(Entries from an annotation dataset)
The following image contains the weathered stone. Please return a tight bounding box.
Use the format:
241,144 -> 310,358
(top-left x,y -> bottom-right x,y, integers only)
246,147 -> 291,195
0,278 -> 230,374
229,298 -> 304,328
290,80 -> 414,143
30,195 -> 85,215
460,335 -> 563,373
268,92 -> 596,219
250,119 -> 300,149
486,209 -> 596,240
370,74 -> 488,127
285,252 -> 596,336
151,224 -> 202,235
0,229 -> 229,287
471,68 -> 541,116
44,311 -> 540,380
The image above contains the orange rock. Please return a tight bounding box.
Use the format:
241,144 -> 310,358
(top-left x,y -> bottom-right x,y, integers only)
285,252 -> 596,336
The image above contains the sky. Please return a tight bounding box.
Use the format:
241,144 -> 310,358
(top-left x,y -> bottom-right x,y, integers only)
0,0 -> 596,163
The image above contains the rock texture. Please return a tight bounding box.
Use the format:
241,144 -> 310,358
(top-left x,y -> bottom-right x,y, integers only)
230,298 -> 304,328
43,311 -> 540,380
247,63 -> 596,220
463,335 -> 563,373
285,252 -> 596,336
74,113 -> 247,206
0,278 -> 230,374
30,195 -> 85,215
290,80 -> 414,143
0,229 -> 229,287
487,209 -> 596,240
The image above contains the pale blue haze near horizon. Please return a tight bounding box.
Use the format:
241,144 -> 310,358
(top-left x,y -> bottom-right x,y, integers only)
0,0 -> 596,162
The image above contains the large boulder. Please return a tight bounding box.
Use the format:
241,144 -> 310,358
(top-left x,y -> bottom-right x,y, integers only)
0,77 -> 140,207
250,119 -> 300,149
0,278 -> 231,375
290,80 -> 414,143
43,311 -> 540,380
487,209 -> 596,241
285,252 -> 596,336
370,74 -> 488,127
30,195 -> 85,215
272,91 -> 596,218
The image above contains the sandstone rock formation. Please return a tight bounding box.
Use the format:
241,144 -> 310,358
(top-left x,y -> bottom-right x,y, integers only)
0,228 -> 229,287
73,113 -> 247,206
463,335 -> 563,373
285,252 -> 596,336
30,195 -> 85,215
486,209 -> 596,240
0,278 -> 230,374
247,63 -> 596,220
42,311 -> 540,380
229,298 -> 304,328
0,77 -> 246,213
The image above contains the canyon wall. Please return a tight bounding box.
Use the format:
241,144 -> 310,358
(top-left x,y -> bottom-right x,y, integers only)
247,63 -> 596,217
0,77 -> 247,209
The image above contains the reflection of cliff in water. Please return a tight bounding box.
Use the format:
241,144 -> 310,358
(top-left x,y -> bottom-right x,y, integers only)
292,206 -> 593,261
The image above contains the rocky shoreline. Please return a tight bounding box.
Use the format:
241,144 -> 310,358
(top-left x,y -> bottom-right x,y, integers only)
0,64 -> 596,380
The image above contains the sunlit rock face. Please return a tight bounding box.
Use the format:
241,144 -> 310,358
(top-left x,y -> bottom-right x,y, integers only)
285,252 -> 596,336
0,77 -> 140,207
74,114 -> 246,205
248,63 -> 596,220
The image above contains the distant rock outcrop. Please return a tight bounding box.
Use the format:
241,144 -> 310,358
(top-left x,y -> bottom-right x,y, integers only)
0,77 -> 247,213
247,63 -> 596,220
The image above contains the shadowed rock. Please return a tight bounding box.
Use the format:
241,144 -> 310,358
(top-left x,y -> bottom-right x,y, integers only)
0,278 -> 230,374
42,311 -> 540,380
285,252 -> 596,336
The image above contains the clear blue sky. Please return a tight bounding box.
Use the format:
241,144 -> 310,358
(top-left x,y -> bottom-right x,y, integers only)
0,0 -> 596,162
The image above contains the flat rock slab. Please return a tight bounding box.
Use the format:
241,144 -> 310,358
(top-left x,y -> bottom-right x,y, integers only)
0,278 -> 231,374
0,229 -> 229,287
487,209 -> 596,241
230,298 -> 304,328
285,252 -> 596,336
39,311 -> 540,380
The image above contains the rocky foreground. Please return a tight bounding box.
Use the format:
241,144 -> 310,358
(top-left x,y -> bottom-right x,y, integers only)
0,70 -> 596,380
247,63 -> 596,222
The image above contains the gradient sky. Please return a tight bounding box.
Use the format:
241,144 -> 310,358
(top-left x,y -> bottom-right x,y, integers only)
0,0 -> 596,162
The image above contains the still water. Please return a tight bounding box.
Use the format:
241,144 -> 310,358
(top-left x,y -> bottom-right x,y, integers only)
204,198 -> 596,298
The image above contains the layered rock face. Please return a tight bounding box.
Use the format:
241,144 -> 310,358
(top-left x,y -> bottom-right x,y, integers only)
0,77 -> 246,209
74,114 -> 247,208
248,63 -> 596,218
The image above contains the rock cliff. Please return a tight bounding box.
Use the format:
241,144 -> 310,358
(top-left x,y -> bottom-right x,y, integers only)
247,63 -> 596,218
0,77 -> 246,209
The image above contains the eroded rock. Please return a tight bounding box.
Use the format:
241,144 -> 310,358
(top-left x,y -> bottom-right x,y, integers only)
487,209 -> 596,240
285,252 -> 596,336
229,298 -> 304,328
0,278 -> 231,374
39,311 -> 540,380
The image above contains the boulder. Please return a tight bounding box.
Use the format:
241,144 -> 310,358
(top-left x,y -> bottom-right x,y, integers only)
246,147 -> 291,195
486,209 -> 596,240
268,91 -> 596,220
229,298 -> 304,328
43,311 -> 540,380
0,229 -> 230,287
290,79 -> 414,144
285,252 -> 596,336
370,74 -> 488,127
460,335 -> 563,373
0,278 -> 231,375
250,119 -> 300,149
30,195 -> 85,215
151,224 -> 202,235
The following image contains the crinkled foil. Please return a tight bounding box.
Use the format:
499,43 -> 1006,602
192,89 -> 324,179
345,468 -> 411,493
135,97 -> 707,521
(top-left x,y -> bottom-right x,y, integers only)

> **Instructions to follow**
Reproduce everything in the material from the line containing "The image above contains the rocky shoreline." down to the line containing "0,64 -> 596,380", both lines included. Shift each bounding-box coordinate in the answer line by adding -69 to it.

> **Solved exercise**
The image above contains the rocky shoreline. Please return a tight bounding box.
Use the format:
241,144 -> 310,358
(top-left x,y -> bottom-right x,y, integers only)
-69,-5 -> 527,311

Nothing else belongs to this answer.